** begin PASSAGE GIVEN **
Originally posted by DanS
Thought the following WSJ primer of the Yen-Dollar carry trade was interesting reading.
That analysis missed out one one huge fundamental change:
That article only sites the expectation of increased volatility. Yen has gained 4% on USD in the last several months or so. Conservative carry trade could get you 5.25% (US) - 0.5% (JP) = 4.75% almost guaranteed return. But, with the currency change of 4% - that 4.75% drops to 0.75%. That is a huge difference and I can't understand why the article doesn't even mention it.
“It is no use trying to 'see through' first principles. If you see through everything, then everything is transparent. But a wholly transparent world is an invisible world. To 'see through' all things is the same as not to see.”
expectations do matter and the expectation is for the yen to continue gaining against the USD
“It is no use trying to 'see through' first principles. If you see through everything, then everything is transparent. But a wholly transparent world is an invisible world. To 'see through' all things is the same as not to see.”
** end PASSAGE GIVEN **
• [AIM A] Which lines of the records contain the string "agaric"? Show every one of them, treating case as significant.
The text and the records have nothing to do with each other.
** begin DATASET CONTENT **
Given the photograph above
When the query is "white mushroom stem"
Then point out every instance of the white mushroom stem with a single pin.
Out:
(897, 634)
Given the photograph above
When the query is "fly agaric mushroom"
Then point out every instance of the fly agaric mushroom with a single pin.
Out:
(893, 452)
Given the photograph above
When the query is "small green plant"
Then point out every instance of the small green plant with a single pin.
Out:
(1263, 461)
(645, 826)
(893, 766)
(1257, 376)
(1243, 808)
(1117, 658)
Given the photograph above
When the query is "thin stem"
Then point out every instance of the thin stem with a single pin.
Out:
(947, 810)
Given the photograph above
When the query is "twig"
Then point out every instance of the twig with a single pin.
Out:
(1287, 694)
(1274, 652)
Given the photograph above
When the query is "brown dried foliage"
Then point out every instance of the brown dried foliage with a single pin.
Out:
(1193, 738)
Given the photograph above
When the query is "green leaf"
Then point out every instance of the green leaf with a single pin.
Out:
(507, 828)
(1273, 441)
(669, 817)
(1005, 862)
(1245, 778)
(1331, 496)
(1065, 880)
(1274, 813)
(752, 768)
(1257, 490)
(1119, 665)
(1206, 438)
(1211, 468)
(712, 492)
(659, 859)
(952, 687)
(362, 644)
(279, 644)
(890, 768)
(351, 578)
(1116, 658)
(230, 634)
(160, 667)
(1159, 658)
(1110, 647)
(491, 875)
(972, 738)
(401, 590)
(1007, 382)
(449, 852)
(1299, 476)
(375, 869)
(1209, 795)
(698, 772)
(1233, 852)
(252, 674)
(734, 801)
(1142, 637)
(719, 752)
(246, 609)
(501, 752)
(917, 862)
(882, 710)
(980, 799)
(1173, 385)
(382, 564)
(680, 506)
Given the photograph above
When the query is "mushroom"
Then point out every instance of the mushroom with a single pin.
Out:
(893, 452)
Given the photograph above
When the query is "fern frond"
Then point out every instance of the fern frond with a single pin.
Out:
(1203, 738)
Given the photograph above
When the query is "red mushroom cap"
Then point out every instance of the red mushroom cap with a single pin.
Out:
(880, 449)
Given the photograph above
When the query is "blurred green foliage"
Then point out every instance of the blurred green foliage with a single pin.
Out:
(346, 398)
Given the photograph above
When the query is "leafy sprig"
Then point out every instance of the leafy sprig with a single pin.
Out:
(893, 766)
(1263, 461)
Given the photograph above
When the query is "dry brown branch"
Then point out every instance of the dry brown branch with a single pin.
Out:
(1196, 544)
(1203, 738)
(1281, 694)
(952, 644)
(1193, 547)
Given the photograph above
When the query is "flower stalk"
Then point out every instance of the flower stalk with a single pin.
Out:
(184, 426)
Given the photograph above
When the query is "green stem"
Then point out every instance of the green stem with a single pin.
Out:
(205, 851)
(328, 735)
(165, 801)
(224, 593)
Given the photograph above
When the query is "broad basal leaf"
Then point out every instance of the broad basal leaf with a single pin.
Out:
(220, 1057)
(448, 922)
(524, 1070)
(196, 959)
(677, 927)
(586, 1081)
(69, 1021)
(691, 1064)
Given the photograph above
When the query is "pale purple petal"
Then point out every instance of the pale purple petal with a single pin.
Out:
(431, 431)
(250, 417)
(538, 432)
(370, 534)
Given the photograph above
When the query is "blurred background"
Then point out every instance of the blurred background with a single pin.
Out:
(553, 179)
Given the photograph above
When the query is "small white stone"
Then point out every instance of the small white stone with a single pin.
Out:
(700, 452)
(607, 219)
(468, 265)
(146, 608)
** end DATASET CONTENT **
• [AIM B] Can you write the next part of the forum exchange about the yen-dollar carry trade, picking up after its final line?

• [REPLY A]
When the query is "fly agaric mushroom"
Then point out every instance of the fly agaric mushroom with a single pin.

• [REPLY B]
That analysis missed out one one huge fundamental change:
That article only sites the expectation of increased volatility. Yen has gained 4% on USD in the last several months or so. Conservative carry trade could get you 5.25% (US) - 0.5% (JP) = 4.75% almost guaranteed return. But, with the currency change of 4% - that 4.75% drops to 0.75%. That is a huge difference and I can't understand why the article doesn't even mention it.
I'm a bit surprised too as I thought it was a fairly basic (or simplistic) theory that long term currency exchange rates can be predicted based on long term interest rates (or inflation for that matter).
One day Canada will rule the world, and then we'll all be sorry.
I'm a bit surprised too as I thought it was a fairly basic (or simplistic) theory that long term currency exchange rates can be predicted based on long term interest rates (or inflation for that matter).
That's what makes this dangerous. Investors aren't perceiving that to hold true.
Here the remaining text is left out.